INFORMATION ->
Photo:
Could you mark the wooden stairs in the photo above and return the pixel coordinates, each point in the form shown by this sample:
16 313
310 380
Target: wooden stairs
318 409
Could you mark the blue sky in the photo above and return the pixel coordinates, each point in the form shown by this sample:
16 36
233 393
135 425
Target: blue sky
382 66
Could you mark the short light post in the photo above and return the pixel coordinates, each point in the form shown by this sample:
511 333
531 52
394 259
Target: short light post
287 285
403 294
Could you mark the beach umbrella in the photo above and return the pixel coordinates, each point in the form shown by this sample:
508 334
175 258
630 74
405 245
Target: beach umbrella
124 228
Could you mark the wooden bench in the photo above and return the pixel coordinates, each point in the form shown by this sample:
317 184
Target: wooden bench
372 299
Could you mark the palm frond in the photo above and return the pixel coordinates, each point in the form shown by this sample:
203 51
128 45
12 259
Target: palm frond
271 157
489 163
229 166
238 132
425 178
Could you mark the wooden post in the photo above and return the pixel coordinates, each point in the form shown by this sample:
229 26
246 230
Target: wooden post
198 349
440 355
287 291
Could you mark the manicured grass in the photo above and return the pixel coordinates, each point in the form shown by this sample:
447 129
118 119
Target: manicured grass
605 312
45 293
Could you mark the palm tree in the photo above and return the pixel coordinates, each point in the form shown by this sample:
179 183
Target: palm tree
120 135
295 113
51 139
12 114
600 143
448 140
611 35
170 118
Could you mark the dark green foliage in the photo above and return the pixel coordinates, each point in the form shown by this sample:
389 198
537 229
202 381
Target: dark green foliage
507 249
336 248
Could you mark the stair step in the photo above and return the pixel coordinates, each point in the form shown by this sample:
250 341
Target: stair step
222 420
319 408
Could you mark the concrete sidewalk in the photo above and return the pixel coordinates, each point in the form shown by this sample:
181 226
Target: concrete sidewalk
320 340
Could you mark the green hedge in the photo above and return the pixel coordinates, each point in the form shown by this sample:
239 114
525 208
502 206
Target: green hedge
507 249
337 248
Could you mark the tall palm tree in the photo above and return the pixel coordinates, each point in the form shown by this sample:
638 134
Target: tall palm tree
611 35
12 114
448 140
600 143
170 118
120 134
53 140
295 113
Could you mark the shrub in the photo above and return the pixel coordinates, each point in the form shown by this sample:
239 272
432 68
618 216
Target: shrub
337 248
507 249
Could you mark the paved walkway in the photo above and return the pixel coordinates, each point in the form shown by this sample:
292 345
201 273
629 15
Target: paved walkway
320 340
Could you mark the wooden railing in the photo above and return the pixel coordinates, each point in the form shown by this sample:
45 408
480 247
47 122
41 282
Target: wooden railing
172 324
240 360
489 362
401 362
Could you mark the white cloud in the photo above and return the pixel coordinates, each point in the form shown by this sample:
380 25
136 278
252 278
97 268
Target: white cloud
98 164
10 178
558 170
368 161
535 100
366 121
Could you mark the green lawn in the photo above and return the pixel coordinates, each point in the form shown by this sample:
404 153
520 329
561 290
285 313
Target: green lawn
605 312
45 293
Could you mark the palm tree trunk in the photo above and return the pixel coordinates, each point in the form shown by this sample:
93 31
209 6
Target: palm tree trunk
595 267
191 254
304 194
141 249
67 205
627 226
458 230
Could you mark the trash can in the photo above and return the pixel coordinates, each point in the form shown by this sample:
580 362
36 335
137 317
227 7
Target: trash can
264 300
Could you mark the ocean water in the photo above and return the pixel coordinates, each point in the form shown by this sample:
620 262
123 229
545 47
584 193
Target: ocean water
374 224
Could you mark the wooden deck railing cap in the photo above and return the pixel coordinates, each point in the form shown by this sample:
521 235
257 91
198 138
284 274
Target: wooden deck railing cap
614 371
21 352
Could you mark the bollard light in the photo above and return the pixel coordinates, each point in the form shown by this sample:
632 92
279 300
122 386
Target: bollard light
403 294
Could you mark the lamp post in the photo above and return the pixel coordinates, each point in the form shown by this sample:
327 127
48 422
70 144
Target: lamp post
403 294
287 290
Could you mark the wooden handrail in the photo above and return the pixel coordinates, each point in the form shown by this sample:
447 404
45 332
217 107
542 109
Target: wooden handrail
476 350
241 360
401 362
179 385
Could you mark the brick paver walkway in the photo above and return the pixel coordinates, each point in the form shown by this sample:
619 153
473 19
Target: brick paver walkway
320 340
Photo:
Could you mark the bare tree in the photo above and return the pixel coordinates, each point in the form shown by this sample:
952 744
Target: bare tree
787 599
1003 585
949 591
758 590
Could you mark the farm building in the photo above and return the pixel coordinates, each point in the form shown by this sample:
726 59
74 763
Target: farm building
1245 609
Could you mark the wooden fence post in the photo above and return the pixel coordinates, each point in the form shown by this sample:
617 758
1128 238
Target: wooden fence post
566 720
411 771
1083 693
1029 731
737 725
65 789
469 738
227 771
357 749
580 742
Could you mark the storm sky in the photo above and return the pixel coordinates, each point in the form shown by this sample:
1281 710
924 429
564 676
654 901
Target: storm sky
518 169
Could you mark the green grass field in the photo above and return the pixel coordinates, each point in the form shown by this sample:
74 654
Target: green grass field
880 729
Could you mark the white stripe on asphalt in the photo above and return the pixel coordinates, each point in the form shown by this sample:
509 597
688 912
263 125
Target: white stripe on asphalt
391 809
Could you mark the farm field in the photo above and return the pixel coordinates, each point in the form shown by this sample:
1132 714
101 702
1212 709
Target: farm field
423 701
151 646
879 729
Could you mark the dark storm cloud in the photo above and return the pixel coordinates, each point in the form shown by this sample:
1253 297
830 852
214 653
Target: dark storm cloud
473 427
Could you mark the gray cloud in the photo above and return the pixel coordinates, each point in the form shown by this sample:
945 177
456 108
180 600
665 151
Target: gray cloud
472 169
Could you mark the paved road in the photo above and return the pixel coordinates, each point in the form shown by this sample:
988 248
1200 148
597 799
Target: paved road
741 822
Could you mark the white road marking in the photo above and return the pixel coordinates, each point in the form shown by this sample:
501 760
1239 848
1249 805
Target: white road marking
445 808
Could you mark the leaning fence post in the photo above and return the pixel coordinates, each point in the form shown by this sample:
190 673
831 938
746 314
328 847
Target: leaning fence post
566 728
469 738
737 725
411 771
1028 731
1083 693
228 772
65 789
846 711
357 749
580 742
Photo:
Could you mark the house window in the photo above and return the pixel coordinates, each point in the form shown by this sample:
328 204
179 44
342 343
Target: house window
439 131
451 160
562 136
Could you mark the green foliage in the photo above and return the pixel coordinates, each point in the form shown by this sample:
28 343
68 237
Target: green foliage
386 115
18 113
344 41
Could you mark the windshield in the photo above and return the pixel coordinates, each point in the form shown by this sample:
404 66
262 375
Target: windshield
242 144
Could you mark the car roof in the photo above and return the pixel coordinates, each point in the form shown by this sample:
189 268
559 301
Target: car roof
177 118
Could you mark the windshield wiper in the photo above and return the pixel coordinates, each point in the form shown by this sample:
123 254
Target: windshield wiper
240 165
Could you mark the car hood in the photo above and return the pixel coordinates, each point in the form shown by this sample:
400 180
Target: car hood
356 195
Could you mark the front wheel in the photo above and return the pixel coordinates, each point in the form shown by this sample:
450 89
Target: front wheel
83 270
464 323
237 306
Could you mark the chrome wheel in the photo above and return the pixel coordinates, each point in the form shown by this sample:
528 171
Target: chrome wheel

WHAT TO WORK ON -> Write out all of the records word for word.

YOUR RESPONSE ->
Photo:
Could you mark the wooden stairs in the photo above and return the pixel coordinates, each point in the form shown by this sample:
16 313
310 380
Target: wooden stairs
318 409
Could you mark the blue sky in the photo above and return the pixel coordinates, each point in the form shown by this sample:
16 36
233 393
135 425
Target: blue sky
382 66
Could you mark the short light post in the photo above and return the pixel coordinates, each point in the form shown by this sample:
511 333
531 52
394 259
Target: short light post
287 285
403 294
Could you mark the beach umbrella in the photo above and return the pixel coordinates, each point in the form shown by this sample:
508 334
175 258
630 74
405 245
Target: beach umbrella
124 228
Could you mark the wooden bench in the photo above and return the pixel coordinates, each point in the form shown by this sample:
317 184
Target: wooden bench
372 299
Could you mark the palm frond in the photo above and return the pixel coordinates, each point in the form shown by this sample:
203 51
128 45
12 259
Target: palm frond
271 157
489 163
229 166
238 132
425 178
Could you mark the wooden post in the photo above and return the pixel coordinates, each point in the form shown by this sample:
229 26
246 230
Target: wooden post
198 349
440 355
287 291
Could you mark the manicured grass in the photo above and return the pixel coordinates, each point in the form shown by this sample:
447 129
118 119
Target: manicured grass
605 312
45 293
Could you mark the palm tree in the photo above and return the pixel coordinates, each point in the form shown by this sample:
179 183
Target: palm tree
120 135
295 113
51 139
12 114
600 143
448 140
611 35
170 118
Could you mark the dark green foliage in the photo above and return the pixel coordinates, each point in the form shown by this sample:
389 198
537 229
202 381
Target: dark green foliage
507 249
336 248
Could you mark the stair step in the photo above and return the pixel coordinates, each point in the form shown by this sample:
250 341
Target: stair step
222 420
319 408
Could you mark the concrete sidewalk in the photo above and return the pixel coordinates, each point in the form shown by this sample:
181 226
Target: concrete sidewalk
320 340
Could you mark the green hedge in the photo above and return the pixel coordinates, each point in the form shown by this sample:
239 114
525 208
502 206
Target: green hedge
507 249
337 248
Could you mark the tall palm tree in the photo above and return the pixel coordinates, each point in the form shown by this sample:
638 134
Target: tall palm tree
611 35
12 114
448 140
600 143
170 118
120 134
53 140
295 113
Could you mark the shrub in the photo above and return the pixel coordinates, each point in the form shown by this sample:
239 272
432 68
618 216
Target: shrub
337 248
507 249
Could you mark the paved walkway in the photo above and return the pixel coordinates, each point in the form shown by this sample:
292 345
201 273
629 15
Target: paved walkway
320 340
Could you mark the wooden railing in the photo above and return the pixel coordinates, each point in the form shown by this sample:
45 408
480 247
47 122
41 282
Target: wooden railing
172 324
240 360
489 362
401 362
Could you mark the white cloud in the photo above and return the pixel coordinates, each point in the form shown by this sample:
380 25
136 278
252 278
97 268
Target: white cloud
98 164
10 178
558 170
368 161
535 100
366 121
Could you mark the green lawn in the photo above and return the pixel coordinates, each point in the form shown by this sample:
404 153
520 329
561 290
285 313
Target: green lawn
605 312
45 293
Could you mark the palm tree trunk in the photo above and return the pixel coordinates, each point in the form shown by this sample:
93 31
209 6
Target: palm tree trunk
595 267
191 254
304 194
141 249
67 205
627 226
458 230
Could you mark the trash can in the photo above and return the pixel coordinates, each point in the form shown by this sample:
580 362
36 335
137 317
227 7
Target: trash can
264 300
Could you mark the ocean water in the photo above and return the pixel coordinates, each point in the form shown by this sample:
620 262
123 229
545 47
584 193
Target: ocean water
374 224
Could you mark the wooden deck railing cap in the photo above and return the pixel coordinates, each point in the form shown by this sample:
521 235
257 91
198 138
284 274
Target: wooden deck railing cap
614 371
21 352
Could you mark the bollard light in the photo above and return the pixel coordinates, each point in the form shown by this sample:
632 92
279 300
122 386
Target: bollard light
403 294
Could you mark the lamp post in the photo above and return the pixel coordinates, each point in the form shown by this sample:
327 127
48 422
70 144
Target: lamp post
403 294
287 290
Could you mark the wooden handrail in the photo above and return the pixel coordinates, each point in the form shown by this sample:
447 404
45 332
217 107
542 109
Target: wooden handrail
476 350
241 360
401 362
179 385
Could you mark the brick paver walkway in the photo above and return the pixel coordinates, each point in the form shown by this sample:
619 153
473 19
Target: brick paver walkway
320 340
Photo:
Could you mark the bare tree in the photo above and return the pixel coordinates, each point in the form shown by this sample:
952 744
Target: bare tree
787 599
1003 585
949 591
758 590
Could you mark the farm building in the photo above and return the pixel coordinates, each point in the form shown by this sample:
726 59
74 763
Target: farm building
1245 609
Could you mark the wooden fence post in the photo above and return the pixel coordinates, each point in the form shown by this sample:
617 758
1128 238
Target: wooden fence post
566 720
411 771
1083 693
1029 731
737 725
65 789
469 738
227 771
357 749
580 742
Could you mark the storm sky in the photo above and return the pixel coordinates, each point in the form shown by this sample:
1281 710
924 429
564 676
654 901
Target: storm sky
518 169
Could you mark the green grass field in the photo above and return the pixel coordinates, each point in the form shown by this sample:
74 654
Target: green grass field
880 729
Could you mark the white stripe on asphalt in the photo above and return the pixel coordinates, each point in the form shown by this sample:
509 597
688 912
263 125
Target: white stripe on asphalt
391 809
Could you mark the farm field in the photo above and return the pixel coordinates, each point in the form shown by this sample:
1132 714
101 702
1212 709
Target: farm field
423 701
151 646
879 729
Could you mark the dark storm cloud in the photo above and return the pixel coordinates, each point in the form shown by this sample:
1253 297
830 852
214 653
Target: dark storm cloud
473 427
Could you mark the gray cloud in the photo above and return the pixel coordinates, each point in the form shown by this sample:
945 177
456 108
180 600
665 151
Target: gray cloud
472 169
Could you mark the paved road in the photo above and return the pixel coordinates, each point in the form shown by this sample:
988 248
1200 148
597 799
Target: paved road
741 822
Could you mark the white road marking in the photo above and return the pixel coordinates, each point in the form shown by this sample:
501 760
1239 848
1249 805
Target: white road marking
445 808
Could you mark the leaning fence post in the photo above and return the pixel coordinates, each point in the form shown by this sample:
190 673
831 938
746 314
328 847
Target: leaning fence post
566 728
469 738
737 725
411 771
1028 731
1083 693
228 772
65 789
846 711
357 749
580 742
Photo:
Could you mark the house window in the photo above and return the pixel coordinates, each point in the form shown by this sample:
328 204
179 44
342 343
Target: house window
439 131
451 160
562 136
Could you mark the green foliage in the photo above and return the pixel coordinates, each point in the form shown by this sample:
28 343
68 237
Target: green foliage
386 115
18 113
344 41
Could you mark the windshield in the photo above and return the pixel coordinates, each point in the form shown by this sample:
404 66
262 375
Target: windshield
242 144
Could you mark the car roof in the photo above and return the pixel coordinates, each point in the form shown by this sample:
189 268
559 301
Target: car roof
177 118
Could you mark the windshield wiper in the photo above and return the pixel coordinates, each point in the form shown by this sample:
123 254
Target: windshield wiper
240 165
Could you mark the car hood in the photo above and return the pixel coordinates, each point in the form shown by this sample:
400 180
Target: car hood
356 195
Could you mark the front wheel in the photo above and return the pixel coordinates, each point in the form shown by this sample:
450 89
Target: front wheel
83 270
464 323
237 306
Could you mark the chrome wheel in the photo above and return the pixel coordinates, each point in the form shown by this sample:
528 171
Target: chrome wheel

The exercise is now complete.